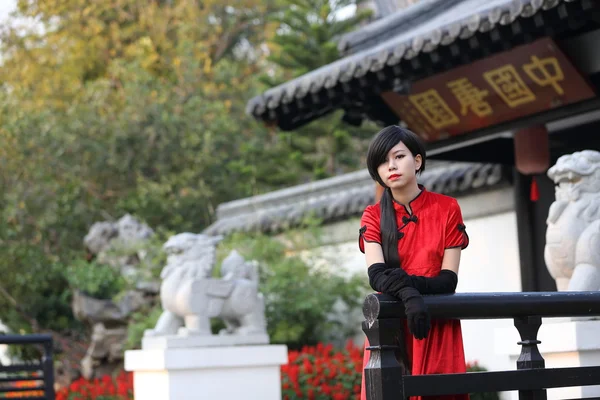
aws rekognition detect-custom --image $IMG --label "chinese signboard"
[382,38,595,141]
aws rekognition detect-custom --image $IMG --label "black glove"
[410,269,458,294]
[368,263,431,339]
[400,287,431,339]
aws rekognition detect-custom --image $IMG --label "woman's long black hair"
[367,125,426,266]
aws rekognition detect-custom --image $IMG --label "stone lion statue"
[544,150,600,291]
[144,233,266,336]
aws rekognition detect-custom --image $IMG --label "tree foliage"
[262,0,376,179]
[0,0,372,346]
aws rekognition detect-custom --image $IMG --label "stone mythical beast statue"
[544,150,600,291]
[145,233,266,337]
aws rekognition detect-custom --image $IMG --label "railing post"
[362,318,406,400]
[42,340,55,400]
[515,316,547,400]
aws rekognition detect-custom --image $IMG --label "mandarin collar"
[392,184,427,215]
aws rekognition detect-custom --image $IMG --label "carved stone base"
[125,345,287,400]
[142,334,269,350]
[495,318,600,400]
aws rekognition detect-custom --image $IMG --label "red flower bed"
[49,341,497,400]
[56,371,133,400]
[281,341,363,400]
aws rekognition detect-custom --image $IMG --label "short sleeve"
[358,206,381,253]
[444,199,469,250]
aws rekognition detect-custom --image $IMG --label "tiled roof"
[204,162,508,235]
[246,0,593,129]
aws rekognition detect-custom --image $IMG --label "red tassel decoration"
[529,176,540,202]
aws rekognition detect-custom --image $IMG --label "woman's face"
[377,142,423,189]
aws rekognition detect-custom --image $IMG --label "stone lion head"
[548,150,600,201]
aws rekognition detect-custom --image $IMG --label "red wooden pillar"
[514,125,550,201]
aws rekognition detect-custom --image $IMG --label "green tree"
[263,0,376,179]
[0,0,285,331]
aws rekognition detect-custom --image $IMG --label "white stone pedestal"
[495,318,600,400]
[125,338,287,400]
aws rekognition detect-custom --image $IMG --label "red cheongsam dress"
[359,186,469,400]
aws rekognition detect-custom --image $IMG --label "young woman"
[359,126,469,400]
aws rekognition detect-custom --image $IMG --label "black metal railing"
[0,335,55,400]
[363,292,600,400]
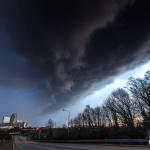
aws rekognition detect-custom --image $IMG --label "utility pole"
[63,109,70,137]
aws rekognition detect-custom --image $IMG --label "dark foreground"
[15,136,149,150]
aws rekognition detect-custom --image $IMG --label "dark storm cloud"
[0,0,150,111]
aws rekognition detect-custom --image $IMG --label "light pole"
[63,109,70,137]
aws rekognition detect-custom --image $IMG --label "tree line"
[69,71,150,129]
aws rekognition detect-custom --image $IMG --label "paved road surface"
[15,136,150,150]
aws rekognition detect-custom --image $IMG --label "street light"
[62,109,70,137]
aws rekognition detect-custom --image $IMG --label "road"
[15,136,149,150]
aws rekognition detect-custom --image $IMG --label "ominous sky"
[0,0,150,125]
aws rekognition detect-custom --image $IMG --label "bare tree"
[109,88,135,128]
[127,71,150,122]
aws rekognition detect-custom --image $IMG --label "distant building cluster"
[0,113,28,129]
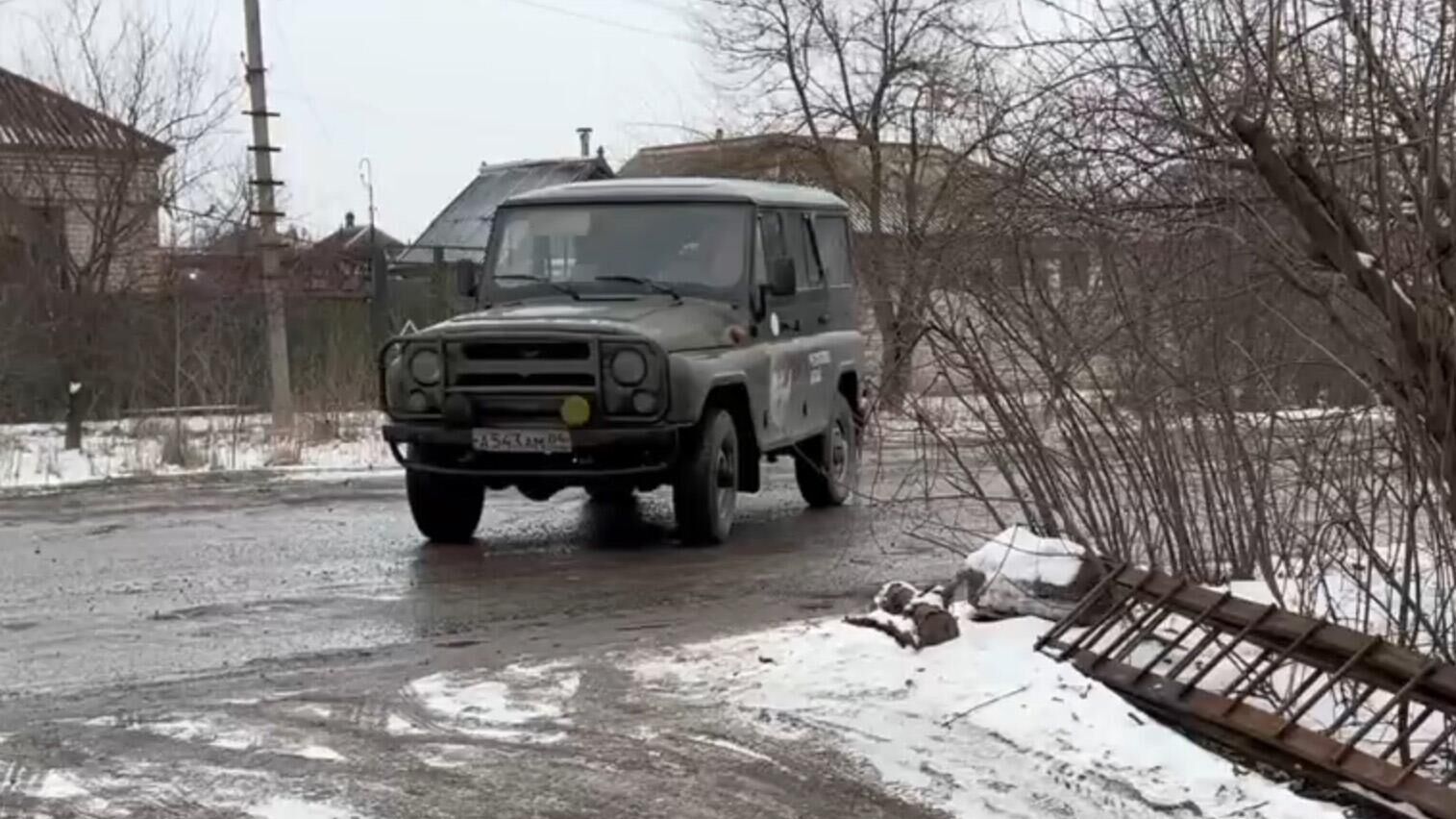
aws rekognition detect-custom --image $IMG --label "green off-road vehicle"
[380,179,863,543]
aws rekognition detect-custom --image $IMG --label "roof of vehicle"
[506,176,849,210]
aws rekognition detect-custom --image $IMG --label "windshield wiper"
[593,276,683,302]
[492,272,580,302]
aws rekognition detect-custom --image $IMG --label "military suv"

ÉNONCÉ DE LA TÂCHE
Pouvez-vous restituer toutes ces lignes sous forme de liste JSON de chaînes, à raison d'une chaîne par ligne, sans les lignes vides ni les images ?

SOLUTION COMPLÈTE
[
  "aws rekognition detect-custom --image $IMG --label \"chinese signboard\"",
  "[382,38,595,141]",
  "aws rekognition detect-custom --image $IMG --label \"black glove\"",
  "[410,269,458,294]",
  "[368,263,431,339]",
  "[400,287,431,339]",
  "aws rekognition detect-custom --image $IMG --label \"woman's long black hair\"",
  "[367,125,426,266]",
  "aws rekognition detect-custom --image $IMG --label \"stone lion statue\"",
  "[544,150,600,291]",
  "[144,233,266,336]",
  "aws rekognition detect-custom --image $IMG --label \"tree foliage\"",
  "[262,0,376,179]",
  "[0,0,372,346]",
  "aws rekognition detect-custom --image $IMG --label \"stone mythical beast statue\"",
  "[544,150,600,291]",
  "[145,233,266,337]",
  "aws rekognition detect-custom --image $IMG --label \"railing post\"",
  "[362,318,406,400]",
  "[42,340,55,400]",
  "[515,316,547,400]",
  "aws rekognition detect-custom --image $IMG --label \"mandarin collar\"",
  "[392,184,427,215]",
  "aws rekognition detect-custom --image $IMG --label \"carved stone base\"",
  "[125,345,287,400]",
  "[142,334,269,350]",
  "[495,318,600,400]",
  "aws rekognition detect-custom --image $IMG --label \"red flower bed\"",
  "[49,341,497,400]",
  "[56,371,133,400]",
  "[281,341,363,400]",
  "aws rekognition detect-custom --image $IMG --label \"short sleeve\"",
  "[358,206,381,253]",
  "[444,199,469,250]",
  "aws rekognition detect-custom --image $IMG --label \"tiled roof\"",
  "[204,162,508,235]",
  "[246,0,593,129]",
  "aws rekognition detect-custom --image $IMG --label \"red tassel decoration\"",
  "[529,176,540,202]",
  "aws rekognition detect-custom --image $IMG --label \"woman's face\"",
  "[377,142,423,189]",
  "aws rekognition detect-custom --image $IMG --label \"stone lion head\"",
  "[548,150,600,201]",
  "aws rekognition detect-custom --image $IMG --label \"red wooden pillar\"",
  "[514,125,550,201]",
  "aws rekognition detect-custom --image $IMG --label \"green tree\"",
  "[263,0,376,179]",
  "[0,0,285,331]",
  "aws rekognition detect-custom --image $IMG --label \"white stone pedestal\"",
  "[495,318,600,400]",
  "[125,338,287,400]",
  "aws rekognition detect-custom --image $IMG --label \"red cheongsam dress\"",
  "[359,186,469,400]",
  "aws rekognition detect-custom --image $IMG --label \"young woman\"",
  "[359,126,469,400]",
  "aws rekognition detect-custom --image $IMG --label \"black metal railing\"",
  "[0,335,55,400]",
  "[363,292,600,400]",
  "aws rekognition detect-custom --image $IMG --label \"utility pole\"",
  "[63,109,70,137]",
  "aws rekognition detect-custom --image $IMG --label \"dark foreground\"",
  "[15,136,149,150]",
  "aws rekognition detect-custom --image $IMG --label \"dark storm cloud\"",
  "[0,0,150,111]",
  "aws rekognition detect-custom --image $IMG --label \"light pole\"",
  "[63,109,70,137]",
  "aws rekognition detect-custom --image $IMG --label \"tree line\"",
  "[69,71,150,129]",
  "aws rekognition detect-custom --image $IMG --label \"paved road surface\"",
  "[15,136,150,150]",
  "aws rekognition detect-custom --image $IMG --label \"street light\"",
  "[62,109,70,137]",
  "aws rekognition detect-custom --image $IMG --label \"road\"",
  "[15,136,149,150]",
  "aws rekognition detect-custom --image $IMG --label \"ominous sky\"",
  "[0,0,150,125]",
  "aws rekognition detect-custom --image $IMG --label \"bare tree\"",
  "[109,88,135,128]",
  "[127,71,150,122]",
  "aws rekognition detect-custom --image $IMG --label \"distant building cluster\"",
  "[0,113,28,129]",
  "aws rekognition detect-custom --image $IMG --label \"green off-road vehicle\"",
  "[380,179,863,543]",
  "aws rekognition detect-custom --image $IMG --label \"roof of vehicle\"",
  "[506,176,849,210]",
  "aws rekognition detect-custom --image $IMG --label \"windshield wiper\"",
  "[593,276,683,302]",
  "[492,272,580,302]",
  "aws rekognition detect-custom --image $IMG --label \"military suv\""
]